**Questions d'étude:**
(A) Relevez toutes les façons dont un État peut donner son accord pour que la Cour soit compétente, d'après le texte sur la Cour internationale de Justice.
(B) Prolongez le texte sur la Cour internationale de Justice à partir de sa dernière phrase.

━━ Texte de lecture ━━

A la différence de la Cour pénale internationale et des tribunaux pénaux ad hoc, la CIJ ne peut juger les personnes physiques accusées de crime de guerre ou de crime contre l’humanité. Sans procureur, elle n’est pas susceptible de lancer des poursuites. Pour connaître un différend il faut que la Cour soit saisi par un ou plusieurs Etats, mais également que les Etats en cause aient accepté sa compétence. Ceci dit, le consentement peut s’exprimer de plusieurs façons. Deux ou plusieurs Etats en désaccord peuvent convenir de soumettre leur litige à la Cour. Il existe également des centaines de traités par lesquelles un Etat partie s’engage d’avance à accepter la compétence de la Cour si un différend surgit avec un autre Etat. Enfin, les Etats parties au Statut de la Cour peuvent émettre une déclaration unilatérale reconnaissant comme obligatoire la juridiction de la Cour à l’égard de tout autre Etat acceptant les même conditions. Il s’agit d’un système de clause facultative.  « La Birmanie en signant la convention de 1948 a établi de par l’article 49 de la convention, que les parties signataires pourront avoir leur différent traité par la Cour internationale de Justice », indique Mickael Backer avant d’ajouter « cela veut dire que les autres états ont le droit de traduire la Birmanie en justice ». Il n’y a aucune obligation pour l’État qui présente la demande d’avoir lui-même été blessé d’une manière ou d’une autre par le comportement de la Birmanie. Les arrêts rendus par la Cour ou l’une de ses chambres ont force obligatoire pour les parties en cause, ils sont définitifs et sans recours. Si contestation il y a, une demande d’interprétation est possible.

━━━
━━ Données disponibles ━━

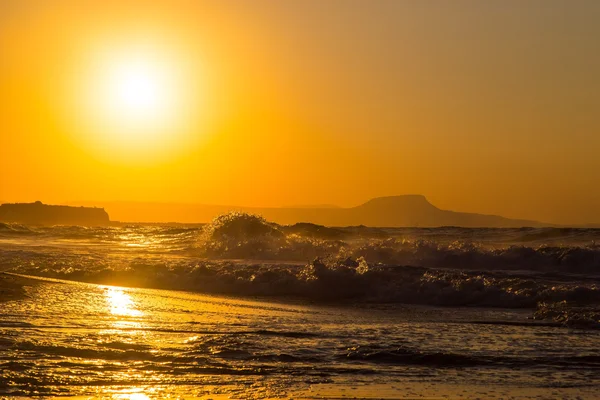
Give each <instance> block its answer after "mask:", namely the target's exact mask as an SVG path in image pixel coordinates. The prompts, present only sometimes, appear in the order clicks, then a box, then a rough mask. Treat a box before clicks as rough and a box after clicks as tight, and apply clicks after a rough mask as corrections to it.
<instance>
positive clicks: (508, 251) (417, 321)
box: [0, 225, 600, 399]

━━━

**Résultats attendus:**
(A)
- Deux ou plusieurs États en désaccord conviennent de soumettre leur litige à la Cour.
- Un État partie à l'un des traités concernés s'engage d'avance à accepter la compétence de la Cour si un différend surgit avec un autre État.
- Un État partie au Statut de la Cour émet une déclaration unilatérale reconnaissant comme obligatoire la juridiction de la Cour à l'égard de tout autre État acceptant les mêmes conditions (système de clause facultative).

(B)
Un autre point, et pas des moindres, à soulever concernant la CIJ, c’est son coût. Selon l’ancien conseiller juridique de la Cour internationale de justice, « économiquement, la saisie de la CIJ est ridicule par rapport aux autres mécanismes qui pourraient être mis en place ». Cependant, la présentation d’un dossier de la CIJ peut avoir des coûts politiques. Cela peut être perçu comme un acte hostile, non seulement par la Birmanie mais par d’autres Etats qui soutiennent son gouvernement. Il faut savoir qu’aucune garantie n’existe quant à la solution juridique finale. Même lorsqu’il existe des preuves abondantes d’actes terribles de violence et de cruauté, la tâche de démontrer l’intention génocidaire – c’est-à-dire l’intention de détruire en tout ou en partie un groupe protégé – est très abrupte. Par exemple, le 2 juillet 1999, la Croatie a déposé une requête contre la République fédérale de Yougoslavie [Serbie] « en raison de violations de la convention pour la prévention et la répression du crime de génocide », article IX de la Convention pour la prévention et la répression du crime de génocide de 1948. A noter que le crime de génocide comprend deux éléments constitutifs. Le premier est l’élément matériel, à savoir les actes qui ont été commis (lesquels sont énoncés à l’article II et comprennent notamment le meurtre de membres du groupe (litt. a)) et l’atteinte grave à l’intégrité physique ou mentale de membres du groupe (litt. b))). Le second est l’élément moral, à savoir l’intention de détruire, en tout ou en partie, un groupe national, ethnique, racial ou religieux, comme tel. S’agissant de la demande de la Croatie, si les éléments matériels ont bel et bien été réunis, il n’avait pas été démontré que ces actes reflétaient une intention génocidaire (élément moral).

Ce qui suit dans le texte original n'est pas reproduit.